*** Opening of The data ***

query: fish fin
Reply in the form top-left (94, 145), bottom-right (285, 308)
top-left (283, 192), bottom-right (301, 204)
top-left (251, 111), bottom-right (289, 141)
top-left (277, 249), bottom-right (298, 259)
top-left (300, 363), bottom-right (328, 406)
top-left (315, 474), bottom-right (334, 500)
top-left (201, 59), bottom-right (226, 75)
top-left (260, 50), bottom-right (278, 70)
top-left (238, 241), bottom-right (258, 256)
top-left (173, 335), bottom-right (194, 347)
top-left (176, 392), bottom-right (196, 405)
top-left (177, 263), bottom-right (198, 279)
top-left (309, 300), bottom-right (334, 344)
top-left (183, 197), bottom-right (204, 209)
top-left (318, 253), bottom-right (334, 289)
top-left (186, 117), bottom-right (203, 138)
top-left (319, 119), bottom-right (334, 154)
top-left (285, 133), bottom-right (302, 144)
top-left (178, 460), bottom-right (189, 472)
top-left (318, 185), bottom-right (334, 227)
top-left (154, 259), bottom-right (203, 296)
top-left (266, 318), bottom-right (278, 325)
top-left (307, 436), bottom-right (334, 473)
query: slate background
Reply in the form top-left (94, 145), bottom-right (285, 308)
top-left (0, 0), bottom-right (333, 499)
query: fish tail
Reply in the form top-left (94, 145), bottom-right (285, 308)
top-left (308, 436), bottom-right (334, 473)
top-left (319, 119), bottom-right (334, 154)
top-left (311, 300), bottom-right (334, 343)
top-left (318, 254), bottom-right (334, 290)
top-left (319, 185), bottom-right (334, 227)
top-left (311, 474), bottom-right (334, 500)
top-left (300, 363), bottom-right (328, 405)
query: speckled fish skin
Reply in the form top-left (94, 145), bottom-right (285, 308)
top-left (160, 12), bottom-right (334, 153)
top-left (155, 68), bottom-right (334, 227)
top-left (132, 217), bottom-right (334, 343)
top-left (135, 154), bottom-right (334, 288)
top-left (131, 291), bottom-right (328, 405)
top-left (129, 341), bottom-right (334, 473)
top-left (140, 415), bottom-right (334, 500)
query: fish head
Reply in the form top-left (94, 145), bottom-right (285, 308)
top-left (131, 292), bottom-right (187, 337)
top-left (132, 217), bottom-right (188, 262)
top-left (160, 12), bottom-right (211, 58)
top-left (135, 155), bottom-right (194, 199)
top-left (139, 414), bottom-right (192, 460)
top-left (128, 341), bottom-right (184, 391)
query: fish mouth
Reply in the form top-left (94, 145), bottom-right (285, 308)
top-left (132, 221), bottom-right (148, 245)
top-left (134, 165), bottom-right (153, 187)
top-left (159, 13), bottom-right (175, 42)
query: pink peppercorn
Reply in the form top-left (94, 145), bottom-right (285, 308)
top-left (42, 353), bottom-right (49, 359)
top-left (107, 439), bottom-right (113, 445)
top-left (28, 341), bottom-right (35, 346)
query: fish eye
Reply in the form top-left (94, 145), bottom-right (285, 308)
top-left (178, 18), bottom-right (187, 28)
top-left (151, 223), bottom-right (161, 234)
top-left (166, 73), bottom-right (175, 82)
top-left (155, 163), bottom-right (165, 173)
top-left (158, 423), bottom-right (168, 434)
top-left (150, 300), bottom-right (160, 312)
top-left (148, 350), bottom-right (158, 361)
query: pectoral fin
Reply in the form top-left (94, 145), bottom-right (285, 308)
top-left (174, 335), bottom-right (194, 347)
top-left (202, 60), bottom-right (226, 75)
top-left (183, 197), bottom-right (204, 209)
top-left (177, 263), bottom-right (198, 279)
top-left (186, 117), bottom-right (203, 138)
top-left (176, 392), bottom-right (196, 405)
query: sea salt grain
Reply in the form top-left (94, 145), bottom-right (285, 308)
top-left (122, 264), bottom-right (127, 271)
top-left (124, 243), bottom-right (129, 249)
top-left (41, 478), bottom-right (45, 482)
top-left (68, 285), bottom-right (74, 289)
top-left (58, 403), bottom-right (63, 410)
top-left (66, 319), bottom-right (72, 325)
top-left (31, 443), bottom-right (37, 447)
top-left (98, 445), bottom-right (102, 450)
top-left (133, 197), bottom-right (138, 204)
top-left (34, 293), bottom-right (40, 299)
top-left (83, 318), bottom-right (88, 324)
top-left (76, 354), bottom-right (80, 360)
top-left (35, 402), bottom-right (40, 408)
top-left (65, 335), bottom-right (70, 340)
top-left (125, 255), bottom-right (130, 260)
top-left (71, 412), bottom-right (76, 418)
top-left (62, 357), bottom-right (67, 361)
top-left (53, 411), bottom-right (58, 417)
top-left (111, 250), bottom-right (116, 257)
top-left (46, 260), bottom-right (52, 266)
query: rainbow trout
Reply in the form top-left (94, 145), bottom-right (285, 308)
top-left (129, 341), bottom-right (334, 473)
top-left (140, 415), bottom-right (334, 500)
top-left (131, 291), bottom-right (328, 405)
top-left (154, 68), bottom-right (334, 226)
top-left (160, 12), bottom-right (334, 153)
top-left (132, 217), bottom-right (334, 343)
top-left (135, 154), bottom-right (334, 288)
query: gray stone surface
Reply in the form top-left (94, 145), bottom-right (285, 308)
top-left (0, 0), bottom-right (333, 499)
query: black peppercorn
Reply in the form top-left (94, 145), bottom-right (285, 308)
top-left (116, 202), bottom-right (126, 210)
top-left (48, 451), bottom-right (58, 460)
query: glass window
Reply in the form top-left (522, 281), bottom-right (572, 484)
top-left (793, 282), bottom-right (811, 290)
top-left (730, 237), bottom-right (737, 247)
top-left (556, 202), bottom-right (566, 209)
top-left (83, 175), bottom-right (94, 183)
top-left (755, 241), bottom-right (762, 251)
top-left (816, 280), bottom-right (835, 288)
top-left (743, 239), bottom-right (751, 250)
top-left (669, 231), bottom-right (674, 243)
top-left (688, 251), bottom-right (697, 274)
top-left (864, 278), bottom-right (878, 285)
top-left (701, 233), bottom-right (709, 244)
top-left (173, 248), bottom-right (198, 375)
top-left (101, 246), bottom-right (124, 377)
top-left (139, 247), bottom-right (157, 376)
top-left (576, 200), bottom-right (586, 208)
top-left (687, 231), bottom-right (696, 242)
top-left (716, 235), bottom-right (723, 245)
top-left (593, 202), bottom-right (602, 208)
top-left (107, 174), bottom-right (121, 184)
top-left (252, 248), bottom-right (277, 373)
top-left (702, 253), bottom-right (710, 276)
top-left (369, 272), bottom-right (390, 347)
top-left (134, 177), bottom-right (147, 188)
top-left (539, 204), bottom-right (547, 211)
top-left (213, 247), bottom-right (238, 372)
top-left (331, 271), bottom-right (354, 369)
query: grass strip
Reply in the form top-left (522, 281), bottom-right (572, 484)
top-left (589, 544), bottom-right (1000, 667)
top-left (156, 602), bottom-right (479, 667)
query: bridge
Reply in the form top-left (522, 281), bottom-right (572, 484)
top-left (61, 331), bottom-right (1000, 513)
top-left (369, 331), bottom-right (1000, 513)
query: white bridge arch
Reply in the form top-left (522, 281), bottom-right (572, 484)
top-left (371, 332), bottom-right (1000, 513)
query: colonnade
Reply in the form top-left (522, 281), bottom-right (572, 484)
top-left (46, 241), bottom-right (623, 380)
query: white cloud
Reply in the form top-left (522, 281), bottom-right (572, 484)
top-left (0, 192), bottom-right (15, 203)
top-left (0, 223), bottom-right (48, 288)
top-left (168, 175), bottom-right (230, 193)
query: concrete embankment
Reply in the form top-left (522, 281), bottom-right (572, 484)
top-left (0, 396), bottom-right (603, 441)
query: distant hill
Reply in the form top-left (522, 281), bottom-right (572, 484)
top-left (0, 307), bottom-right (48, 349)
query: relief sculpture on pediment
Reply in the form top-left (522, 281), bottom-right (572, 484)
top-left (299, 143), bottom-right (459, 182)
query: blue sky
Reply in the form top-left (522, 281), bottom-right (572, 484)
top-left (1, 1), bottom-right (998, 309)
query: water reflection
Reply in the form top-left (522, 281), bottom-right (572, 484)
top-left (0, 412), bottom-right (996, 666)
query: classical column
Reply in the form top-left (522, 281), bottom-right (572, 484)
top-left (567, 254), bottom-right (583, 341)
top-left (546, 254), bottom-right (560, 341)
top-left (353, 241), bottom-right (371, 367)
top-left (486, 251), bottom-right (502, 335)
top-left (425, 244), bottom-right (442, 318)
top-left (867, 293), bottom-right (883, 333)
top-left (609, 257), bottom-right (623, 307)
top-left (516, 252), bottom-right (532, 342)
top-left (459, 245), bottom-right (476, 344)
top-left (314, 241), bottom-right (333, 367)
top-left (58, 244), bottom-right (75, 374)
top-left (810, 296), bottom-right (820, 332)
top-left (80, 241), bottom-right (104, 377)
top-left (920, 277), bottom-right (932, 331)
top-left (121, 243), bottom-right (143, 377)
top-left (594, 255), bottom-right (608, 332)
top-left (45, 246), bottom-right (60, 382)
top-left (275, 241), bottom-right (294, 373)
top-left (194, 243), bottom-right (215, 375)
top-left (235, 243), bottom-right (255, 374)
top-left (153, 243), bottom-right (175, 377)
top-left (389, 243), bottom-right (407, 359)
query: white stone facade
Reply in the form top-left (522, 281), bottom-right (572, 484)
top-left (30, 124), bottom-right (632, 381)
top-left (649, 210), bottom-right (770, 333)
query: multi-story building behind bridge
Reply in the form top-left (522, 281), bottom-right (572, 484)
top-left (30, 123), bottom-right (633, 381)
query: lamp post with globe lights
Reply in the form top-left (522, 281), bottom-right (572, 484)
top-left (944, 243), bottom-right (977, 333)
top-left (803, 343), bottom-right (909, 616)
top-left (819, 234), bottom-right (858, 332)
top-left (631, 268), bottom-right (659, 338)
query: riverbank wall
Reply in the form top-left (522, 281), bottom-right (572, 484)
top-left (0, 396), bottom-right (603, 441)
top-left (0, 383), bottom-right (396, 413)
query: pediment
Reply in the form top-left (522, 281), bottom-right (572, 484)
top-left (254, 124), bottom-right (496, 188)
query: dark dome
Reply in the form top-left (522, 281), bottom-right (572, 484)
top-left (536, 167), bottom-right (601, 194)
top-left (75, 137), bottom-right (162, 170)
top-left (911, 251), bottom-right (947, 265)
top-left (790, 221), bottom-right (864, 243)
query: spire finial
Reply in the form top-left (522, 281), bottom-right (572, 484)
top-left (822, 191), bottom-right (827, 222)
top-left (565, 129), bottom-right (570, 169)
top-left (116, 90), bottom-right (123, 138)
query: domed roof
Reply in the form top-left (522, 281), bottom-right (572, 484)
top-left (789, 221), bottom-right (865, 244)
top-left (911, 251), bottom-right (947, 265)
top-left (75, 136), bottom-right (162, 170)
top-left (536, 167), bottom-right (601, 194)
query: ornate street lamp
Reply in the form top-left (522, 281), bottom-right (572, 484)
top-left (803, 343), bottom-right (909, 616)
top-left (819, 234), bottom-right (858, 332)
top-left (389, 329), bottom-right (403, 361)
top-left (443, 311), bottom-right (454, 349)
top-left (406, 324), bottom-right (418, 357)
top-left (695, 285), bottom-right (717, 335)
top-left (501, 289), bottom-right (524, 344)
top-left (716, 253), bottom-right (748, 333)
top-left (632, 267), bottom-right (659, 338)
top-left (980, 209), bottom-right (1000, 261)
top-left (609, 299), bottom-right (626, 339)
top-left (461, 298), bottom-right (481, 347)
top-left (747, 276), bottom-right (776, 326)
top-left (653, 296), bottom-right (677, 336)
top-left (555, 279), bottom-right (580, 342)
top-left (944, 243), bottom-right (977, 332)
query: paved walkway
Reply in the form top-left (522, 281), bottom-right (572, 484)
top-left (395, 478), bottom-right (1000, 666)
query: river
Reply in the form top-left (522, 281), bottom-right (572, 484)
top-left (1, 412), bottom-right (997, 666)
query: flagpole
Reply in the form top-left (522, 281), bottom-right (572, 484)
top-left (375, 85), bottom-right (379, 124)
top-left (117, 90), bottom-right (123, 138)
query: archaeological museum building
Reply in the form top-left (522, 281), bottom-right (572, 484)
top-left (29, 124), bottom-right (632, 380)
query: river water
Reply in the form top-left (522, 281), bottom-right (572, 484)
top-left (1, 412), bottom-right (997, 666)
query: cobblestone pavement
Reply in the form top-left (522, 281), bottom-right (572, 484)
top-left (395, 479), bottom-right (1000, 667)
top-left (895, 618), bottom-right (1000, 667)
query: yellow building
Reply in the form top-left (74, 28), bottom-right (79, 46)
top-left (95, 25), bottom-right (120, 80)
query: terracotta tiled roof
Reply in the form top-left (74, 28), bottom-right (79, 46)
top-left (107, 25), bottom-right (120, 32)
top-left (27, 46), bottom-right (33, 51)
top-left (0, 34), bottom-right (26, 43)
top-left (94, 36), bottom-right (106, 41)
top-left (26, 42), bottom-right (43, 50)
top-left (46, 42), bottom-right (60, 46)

*** Close of The data ***

### Problem details
Copy out, from the data above, each line where the string "fish" is present.

### Solved exercise
query: fish fin
query: fish tail
query: speckled fish skin
query: fish head
query: fish mouth
query: fish eye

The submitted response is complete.